DOCUMENT:
===============
Despite her lack of traditional business training, Jurukovska said the regular meetings convinced her that her idea was viable, and that she had the capabilities to develop the requisite toolkit to get it off the ground.

“So far, the whole experience has been more than great,” Jurukovska said. “The project gave me an additional encouragement and assured me that anyone can start a business as long as they are willing to learn new things.”

“Our entrepreneur is a rock star,” Gray said of Jurukovska. “She has a good idea, she has a good sense of what she wants to do with it, and she has thought through a lot of the challenges.”

Gray and Reiss said the ideal mentor-mentee relationship took some time to solidify. As MBAs armed with a wealth of entrepreneurial theory and experience, the Darden students went into the program imagining they would be full of answers and solutions.

“Our inclination at first was to jump in and try to do everything.” Gray said. “We quickly realized we didn’t understand enough about Macedonia to do so, and that that strategy takes ownership away from Jana, which was the last thing we wanted to do.”

Illimitable

“You get excited, and you want to do what you can to help, but you’re not nearly as familiar with the business environment on the ground as they are,” Reiss said.

Instead, the pair suppressed their natural instincts and started advising less while listening more, enabling them to develop a deeper understanding of what Jurukovska hoped to accomplish. It also helped them identify what a successful outcome from their sessions could look like.

Along the way, they helped guide Jurukovska toward a viable business strategy, wrestling with fundamentals like pricing and customer acquisition strategy along the way. They also gained a greater understanding of the unique challenges involved in starting a business in a country like Macedonia, where roughly a quarter of the population is unemployed, according to Cuellar.
===============
WORK TO DO:
a) List every surname that appears in the passage about the Darden students' mentorship, in order of first appearance.
b) Carry on the passage about the Darden students' mentorship of Jurukovska, starting after its final sentence.

(Data listing)
===============
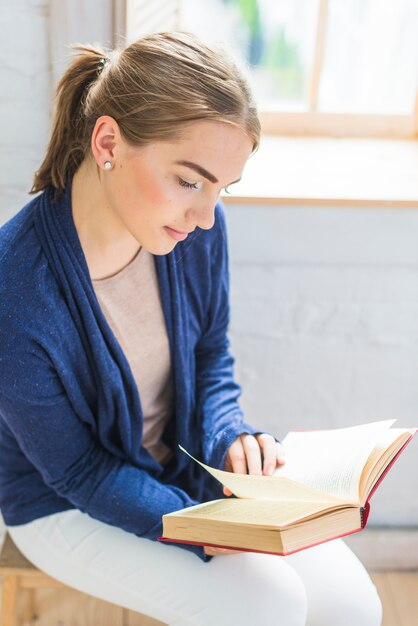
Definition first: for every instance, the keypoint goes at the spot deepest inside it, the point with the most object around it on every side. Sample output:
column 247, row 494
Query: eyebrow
column 201, row 170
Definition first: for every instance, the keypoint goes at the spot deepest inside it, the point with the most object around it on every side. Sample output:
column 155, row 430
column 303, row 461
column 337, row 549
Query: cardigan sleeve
column 219, row 413
column 72, row 461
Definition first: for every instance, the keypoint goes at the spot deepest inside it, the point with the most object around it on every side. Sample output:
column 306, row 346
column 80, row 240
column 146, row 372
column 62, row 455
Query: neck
column 107, row 244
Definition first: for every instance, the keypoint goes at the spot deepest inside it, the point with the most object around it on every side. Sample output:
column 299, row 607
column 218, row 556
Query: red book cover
column 365, row 511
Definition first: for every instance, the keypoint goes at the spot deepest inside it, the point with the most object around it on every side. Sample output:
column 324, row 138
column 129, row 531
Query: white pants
column 322, row 586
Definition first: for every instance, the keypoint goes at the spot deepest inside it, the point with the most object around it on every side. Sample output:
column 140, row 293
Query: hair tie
column 103, row 62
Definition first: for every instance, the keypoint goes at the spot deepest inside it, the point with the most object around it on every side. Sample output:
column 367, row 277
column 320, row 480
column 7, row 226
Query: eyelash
column 184, row 183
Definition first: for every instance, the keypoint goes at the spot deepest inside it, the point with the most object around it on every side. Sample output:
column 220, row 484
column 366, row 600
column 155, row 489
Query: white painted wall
column 324, row 300
column 324, row 326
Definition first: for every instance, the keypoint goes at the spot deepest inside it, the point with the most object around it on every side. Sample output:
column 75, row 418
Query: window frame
column 313, row 122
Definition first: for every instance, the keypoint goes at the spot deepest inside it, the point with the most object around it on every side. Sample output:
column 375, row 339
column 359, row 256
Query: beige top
column 130, row 301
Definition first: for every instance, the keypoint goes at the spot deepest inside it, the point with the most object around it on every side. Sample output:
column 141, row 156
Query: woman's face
column 163, row 191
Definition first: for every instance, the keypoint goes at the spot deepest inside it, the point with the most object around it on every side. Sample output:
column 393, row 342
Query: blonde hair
column 152, row 88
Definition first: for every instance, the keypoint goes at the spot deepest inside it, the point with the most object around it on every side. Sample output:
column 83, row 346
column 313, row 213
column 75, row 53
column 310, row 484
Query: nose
column 205, row 215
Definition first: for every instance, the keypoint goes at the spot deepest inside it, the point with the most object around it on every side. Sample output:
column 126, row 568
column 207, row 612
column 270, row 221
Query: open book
column 321, row 493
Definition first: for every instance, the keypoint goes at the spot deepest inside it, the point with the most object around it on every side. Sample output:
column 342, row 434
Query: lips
column 178, row 235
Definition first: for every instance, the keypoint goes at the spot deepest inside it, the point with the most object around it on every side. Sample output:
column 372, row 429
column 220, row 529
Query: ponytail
column 68, row 140
column 152, row 89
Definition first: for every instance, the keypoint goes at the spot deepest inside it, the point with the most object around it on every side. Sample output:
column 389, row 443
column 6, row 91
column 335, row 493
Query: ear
column 105, row 139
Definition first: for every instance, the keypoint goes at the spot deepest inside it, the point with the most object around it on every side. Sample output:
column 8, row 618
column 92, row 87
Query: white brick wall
column 24, row 97
column 324, row 326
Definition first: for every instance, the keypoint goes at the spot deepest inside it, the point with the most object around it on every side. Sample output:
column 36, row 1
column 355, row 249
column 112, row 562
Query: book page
column 331, row 461
column 265, row 487
column 264, row 513
column 385, row 450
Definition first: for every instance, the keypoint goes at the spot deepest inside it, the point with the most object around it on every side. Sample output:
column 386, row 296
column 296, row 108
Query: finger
column 236, row 457
column 268, row 445
column 281, row 456
column 253, row 454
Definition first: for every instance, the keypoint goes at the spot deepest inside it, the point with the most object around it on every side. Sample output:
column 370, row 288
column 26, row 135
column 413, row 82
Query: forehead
column 219, row 147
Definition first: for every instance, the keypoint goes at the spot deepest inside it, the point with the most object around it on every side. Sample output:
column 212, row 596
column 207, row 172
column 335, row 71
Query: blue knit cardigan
column 70, row 412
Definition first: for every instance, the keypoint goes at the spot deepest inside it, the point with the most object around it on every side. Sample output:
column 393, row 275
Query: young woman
column 113, row 349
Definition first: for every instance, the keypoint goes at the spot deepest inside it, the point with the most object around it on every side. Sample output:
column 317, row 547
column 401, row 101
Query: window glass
column 371, row 57
column 370, row 62
column 273, row 38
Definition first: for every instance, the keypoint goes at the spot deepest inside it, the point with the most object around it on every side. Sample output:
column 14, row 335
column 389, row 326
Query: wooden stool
column 18, row 573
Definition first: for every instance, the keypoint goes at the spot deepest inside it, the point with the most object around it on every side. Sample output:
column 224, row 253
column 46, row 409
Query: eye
column 184, row 183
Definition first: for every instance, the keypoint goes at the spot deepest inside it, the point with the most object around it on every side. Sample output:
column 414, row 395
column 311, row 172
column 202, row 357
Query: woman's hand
column 253, row 454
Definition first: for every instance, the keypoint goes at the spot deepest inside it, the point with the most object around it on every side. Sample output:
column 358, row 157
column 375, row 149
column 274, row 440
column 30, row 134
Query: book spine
column 364, row 514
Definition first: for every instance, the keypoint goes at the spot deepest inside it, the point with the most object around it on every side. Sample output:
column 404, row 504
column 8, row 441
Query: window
column 332, row 67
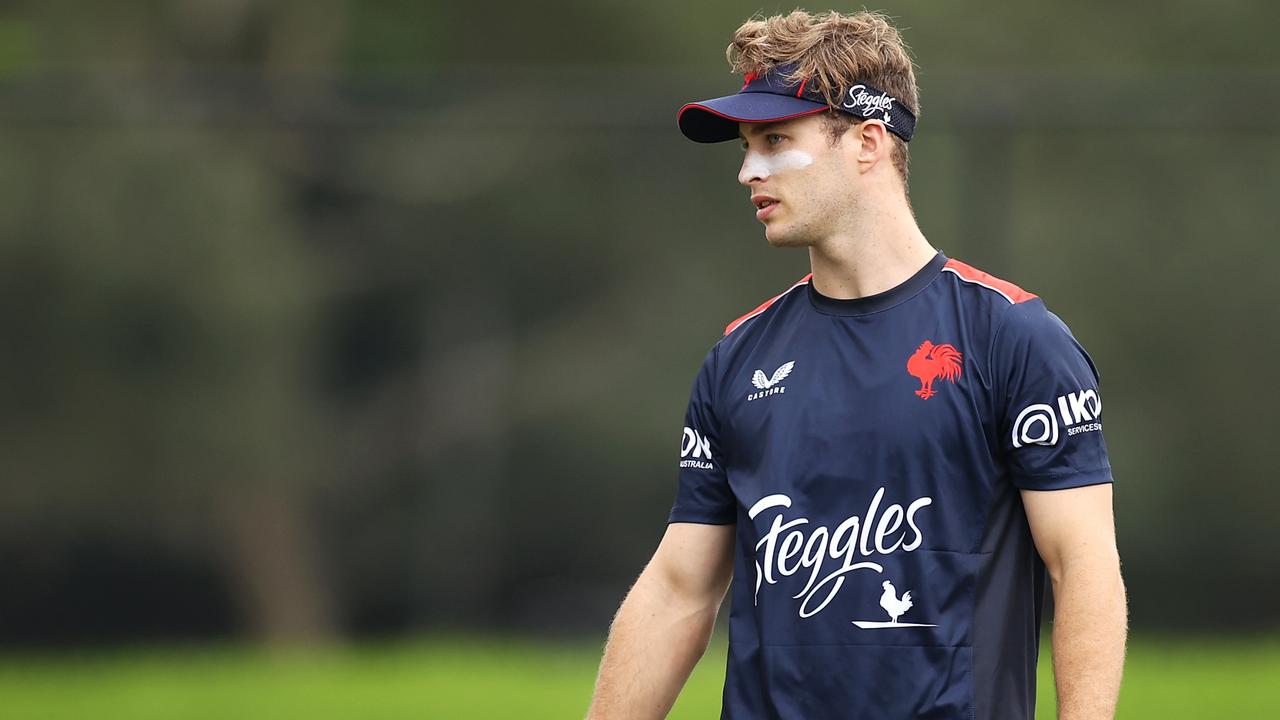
===============
SOLVED PROBLEMS:
a) Jurukovska, Gray, Reiss, Cuellar

b)
“I’ve been able to understand more than I thought I would about Macedonia, with Jana’s help of course,” said Reiss. “It’s kind of the case method mentality – becoming an expert in some new area very quickly. The environment is different and the answers may be different, but the questions you ask and the way you think through it is very applicable.”

Gray said a key takeaway from the experience for him is witnessing the global applicability of the business skills he has learned before and during his time at Darden.

“In a lot of ways, Jana is where we were when we were 22 and first learning how to make it work in the corporate world, but she’s doing it in a very different country. Still, at the end of the day, certain core elements of business sense are still core elements,” Gray said. “How you adapt those to global and international products and services, there is always some nuance there, but the lion’s share of the basics of business strategy definitely applies in Macedonia as much as it does anywhere else.”

Gray and Reiss have also worked with Cuellar to help bring some additional structure to the mentorship program. To that end, a second round of pairings between Darden students and the Co-Lab are in the works for the remainder of the school year.

“Not only have Stewart and Mat helped their Macedonian entrepreneur, Jana, but by providing me with feedback, they have helped improve the whole Co-Lab concept,” Cuellar said. “Moving forward, Stewart and Mat are leading the charge to add another Macedonian entrepreneur and additional Darden MBA candidates to the Co-Lab project.”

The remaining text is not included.